→ **Problem to solve**: Copy the entries below character for character, from the line containing "Task: set a point on the mail" down to the line containing "Target: mail slot", including both of those lines.
— begin —
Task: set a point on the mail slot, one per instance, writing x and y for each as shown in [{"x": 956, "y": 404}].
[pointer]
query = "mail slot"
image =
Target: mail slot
— end —
— begin —
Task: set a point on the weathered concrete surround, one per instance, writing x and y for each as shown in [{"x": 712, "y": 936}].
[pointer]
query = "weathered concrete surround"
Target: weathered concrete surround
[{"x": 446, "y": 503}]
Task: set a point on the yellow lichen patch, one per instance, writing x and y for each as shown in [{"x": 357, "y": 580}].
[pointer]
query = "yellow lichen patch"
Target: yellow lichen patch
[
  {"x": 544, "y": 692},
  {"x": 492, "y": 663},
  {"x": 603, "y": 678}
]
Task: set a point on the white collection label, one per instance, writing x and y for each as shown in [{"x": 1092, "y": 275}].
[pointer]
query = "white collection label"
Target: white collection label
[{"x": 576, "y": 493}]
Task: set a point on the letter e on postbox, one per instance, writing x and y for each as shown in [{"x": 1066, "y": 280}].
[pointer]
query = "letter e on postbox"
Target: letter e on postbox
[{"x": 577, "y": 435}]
— end —
→ **Task solution**:
Task: set a point on the mail slot, one per instance, writing x and y for each as shown in [{"x": 956, "y": 404}].
[pointer]
query = "mail slot"
image =
Target: mail slot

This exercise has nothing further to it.